- _REQUIREMENT A_
In the interview, shorten the paragraph beginning "Right now, because there is not within DHS" into a short list that keeps its main points.
- _REQUIREMENT B_
Retype the part of the interview starting at "NT: Can you" and ending at "with the reopening?".

- _SELECTED PASSAGE_
NT: Can you elaborate on how that would work?
MK: Right now, because there is not within DHS a strong ambulatory system, people may go to the emergency room because they perceive that it’s their only available choice. You’re sending people to the most expensive site possible and also to the wrong place - the one that’s not giving them ongoing care. If you get them involved with a primary care doctor so they won’t need to go the emergency room, they won’t. So I think that there is tremendous opportunity to give better care at a lower cost.
NT: One of the biggest issues is the reopening of King-Drew Hospital, which was closed down because of mistakes in caring for patients. What are your plans moving forward with the reopening?
MK: MLK Hospital is serving a part of town that has tremendous unmet needs, and I think that the opening of a new hospital and ambulatory center – so it’s not just a hospital – will greatly improve care in that part of the city. Right now people are still getting hospitalized but they’re having to go across town to other facilities. So it’s not as if when you close a hospital you have fewer people getting hospitalized. They just go across town, and it isn’t efficient and it moves away from the idea that want we want is people going to their primary care doctor and people getting care that will keep them from having to go to the hospital.

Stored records
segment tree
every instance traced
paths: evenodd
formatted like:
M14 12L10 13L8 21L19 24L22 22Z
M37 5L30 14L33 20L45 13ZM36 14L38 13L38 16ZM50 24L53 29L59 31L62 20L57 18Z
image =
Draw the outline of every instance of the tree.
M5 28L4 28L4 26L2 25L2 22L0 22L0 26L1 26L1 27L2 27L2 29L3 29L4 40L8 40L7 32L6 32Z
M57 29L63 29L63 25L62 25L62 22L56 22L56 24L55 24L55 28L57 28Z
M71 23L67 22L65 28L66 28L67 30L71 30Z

- _TASK ANSWER A_
- DHS lacks a strong ambulatory system, so people go to the emergency room because they see it as their only choice.
- This sends them to the most expensive site and to the wrong place, since the emergency room gives no ongoing care.
- Linking people with a primary care doctor would keep them out of the emergency room.
- This offers a large chance to give better care at a lower cost.

- _TASK ANSWER B_
NT: Can you elaborate on how that would work?
MK: Right now, because there is not within DHS a strong ambulatory system, people may go to the emergency room because they perceive that it’s their only available choice. You’re sending people to the most expensive site possible and also to the wrong place - the one that’s not giving them ongoing care. If you get them involved with a primary care doctor so they won’t need to go the emergency room, they won’t. So I think that there is tremendous opportunity to give better care at a lower cost.
NT: One of the biggest issues is the reopening of King-Drew Hospital, which was closed down because of mistakes in caring for patients. What are your plans moving forward with the reopening?